#### TASK GOAL
Look through the material below and copy exactly the lines from the line with "Category: hay bale" to the line with "Category: cream colored top", those two lines included.
......
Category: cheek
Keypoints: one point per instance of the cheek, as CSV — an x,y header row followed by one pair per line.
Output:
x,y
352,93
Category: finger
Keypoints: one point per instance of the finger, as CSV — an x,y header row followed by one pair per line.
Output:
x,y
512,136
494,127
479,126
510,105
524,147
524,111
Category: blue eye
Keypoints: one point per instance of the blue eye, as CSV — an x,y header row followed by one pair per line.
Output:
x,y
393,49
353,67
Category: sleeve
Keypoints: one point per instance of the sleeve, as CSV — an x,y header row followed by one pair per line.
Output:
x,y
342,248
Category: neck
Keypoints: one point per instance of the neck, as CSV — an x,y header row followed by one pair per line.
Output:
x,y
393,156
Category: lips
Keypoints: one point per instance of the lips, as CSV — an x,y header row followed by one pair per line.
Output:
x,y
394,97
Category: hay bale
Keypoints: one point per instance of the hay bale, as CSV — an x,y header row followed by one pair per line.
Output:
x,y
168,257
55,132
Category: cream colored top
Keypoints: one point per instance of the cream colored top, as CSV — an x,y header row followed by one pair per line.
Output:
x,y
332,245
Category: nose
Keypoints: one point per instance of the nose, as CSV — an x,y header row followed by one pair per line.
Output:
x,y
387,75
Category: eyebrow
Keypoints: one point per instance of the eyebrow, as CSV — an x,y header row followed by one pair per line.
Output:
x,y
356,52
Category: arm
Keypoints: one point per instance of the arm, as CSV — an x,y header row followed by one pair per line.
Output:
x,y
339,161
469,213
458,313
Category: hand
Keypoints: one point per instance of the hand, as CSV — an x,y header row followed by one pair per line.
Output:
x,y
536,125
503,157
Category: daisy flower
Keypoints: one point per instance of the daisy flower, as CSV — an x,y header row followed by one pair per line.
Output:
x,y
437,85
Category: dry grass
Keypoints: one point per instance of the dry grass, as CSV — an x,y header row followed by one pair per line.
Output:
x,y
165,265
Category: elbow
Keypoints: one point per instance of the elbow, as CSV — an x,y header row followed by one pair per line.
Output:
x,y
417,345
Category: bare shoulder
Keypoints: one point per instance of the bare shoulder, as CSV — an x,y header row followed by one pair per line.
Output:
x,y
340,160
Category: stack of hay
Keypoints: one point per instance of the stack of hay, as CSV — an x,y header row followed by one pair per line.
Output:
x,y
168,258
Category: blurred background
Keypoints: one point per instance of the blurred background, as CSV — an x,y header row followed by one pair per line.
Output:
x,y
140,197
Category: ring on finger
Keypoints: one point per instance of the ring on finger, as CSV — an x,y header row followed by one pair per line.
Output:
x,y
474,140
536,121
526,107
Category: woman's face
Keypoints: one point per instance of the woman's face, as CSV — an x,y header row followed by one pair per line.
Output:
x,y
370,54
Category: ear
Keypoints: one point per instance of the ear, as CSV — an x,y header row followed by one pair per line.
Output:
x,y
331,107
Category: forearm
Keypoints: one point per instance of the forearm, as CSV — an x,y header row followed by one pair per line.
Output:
......
#### EXERCISE ANSWER
Category: hay bale
Keypoints: one point per instance of the hay bale, as CSV — an x,y header row followed by one pair per line.
Output:
x,y
168,257
55,132
Category: cream colored top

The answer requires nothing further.